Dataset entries
--- START ---

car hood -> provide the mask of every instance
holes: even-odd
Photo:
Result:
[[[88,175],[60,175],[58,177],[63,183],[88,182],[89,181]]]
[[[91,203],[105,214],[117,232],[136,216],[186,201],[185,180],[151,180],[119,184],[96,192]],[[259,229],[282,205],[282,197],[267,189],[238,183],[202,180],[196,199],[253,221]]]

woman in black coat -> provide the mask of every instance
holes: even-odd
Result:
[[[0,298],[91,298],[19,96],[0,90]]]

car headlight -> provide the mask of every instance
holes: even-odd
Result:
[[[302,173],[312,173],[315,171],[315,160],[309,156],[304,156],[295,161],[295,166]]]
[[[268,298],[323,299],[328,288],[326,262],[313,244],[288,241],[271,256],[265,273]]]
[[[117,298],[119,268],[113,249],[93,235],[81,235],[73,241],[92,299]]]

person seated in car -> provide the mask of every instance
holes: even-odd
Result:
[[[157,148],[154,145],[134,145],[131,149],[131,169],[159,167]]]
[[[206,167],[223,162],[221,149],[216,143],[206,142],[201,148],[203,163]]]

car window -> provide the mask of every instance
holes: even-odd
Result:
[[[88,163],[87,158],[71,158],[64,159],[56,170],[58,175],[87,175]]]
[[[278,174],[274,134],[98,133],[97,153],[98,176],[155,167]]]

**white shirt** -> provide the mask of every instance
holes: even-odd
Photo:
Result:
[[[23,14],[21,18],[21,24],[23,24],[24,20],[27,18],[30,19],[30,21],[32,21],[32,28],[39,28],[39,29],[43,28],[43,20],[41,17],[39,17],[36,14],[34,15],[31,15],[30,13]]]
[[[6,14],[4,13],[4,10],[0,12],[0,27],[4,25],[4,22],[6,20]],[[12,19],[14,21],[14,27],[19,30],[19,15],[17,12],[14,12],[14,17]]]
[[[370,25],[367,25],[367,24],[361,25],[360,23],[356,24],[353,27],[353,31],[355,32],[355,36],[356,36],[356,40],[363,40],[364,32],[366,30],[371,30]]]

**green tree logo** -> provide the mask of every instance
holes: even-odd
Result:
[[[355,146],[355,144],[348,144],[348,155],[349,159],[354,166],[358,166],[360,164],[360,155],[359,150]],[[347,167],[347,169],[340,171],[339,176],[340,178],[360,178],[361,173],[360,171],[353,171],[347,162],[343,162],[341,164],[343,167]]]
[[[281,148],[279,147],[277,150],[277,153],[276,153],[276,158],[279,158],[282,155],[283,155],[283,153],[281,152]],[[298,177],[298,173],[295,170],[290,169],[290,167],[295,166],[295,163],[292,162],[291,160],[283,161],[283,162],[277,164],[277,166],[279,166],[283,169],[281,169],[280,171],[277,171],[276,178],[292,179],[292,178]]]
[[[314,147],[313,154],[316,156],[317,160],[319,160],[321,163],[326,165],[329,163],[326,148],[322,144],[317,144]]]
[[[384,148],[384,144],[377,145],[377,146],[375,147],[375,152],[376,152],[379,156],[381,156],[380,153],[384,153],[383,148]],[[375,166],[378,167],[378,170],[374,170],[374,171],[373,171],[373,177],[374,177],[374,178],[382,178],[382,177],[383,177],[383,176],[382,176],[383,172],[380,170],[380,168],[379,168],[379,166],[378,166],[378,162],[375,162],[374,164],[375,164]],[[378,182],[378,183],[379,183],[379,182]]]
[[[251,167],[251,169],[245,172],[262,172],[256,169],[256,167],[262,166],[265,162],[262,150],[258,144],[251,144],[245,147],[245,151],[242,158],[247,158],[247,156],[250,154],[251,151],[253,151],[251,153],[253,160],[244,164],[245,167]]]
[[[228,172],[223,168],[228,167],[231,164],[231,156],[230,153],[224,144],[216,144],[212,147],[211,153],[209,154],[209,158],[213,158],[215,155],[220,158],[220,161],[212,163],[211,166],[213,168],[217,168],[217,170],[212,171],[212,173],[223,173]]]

--- END ---

What the exercise asks => Reproduce each line of the data containing the word "every".

Exercise result =>
car hood -> provide the mask of every instance
woman in black coat -> provide the mask of every instance
car headlight -> provide the mask of every instance
person seated in car -> provide the mask of every instance
car window -> provide the mask of every instance
**white shirt** -> provide the mask of every instance
**green tree logo** -> provide the mask of every instance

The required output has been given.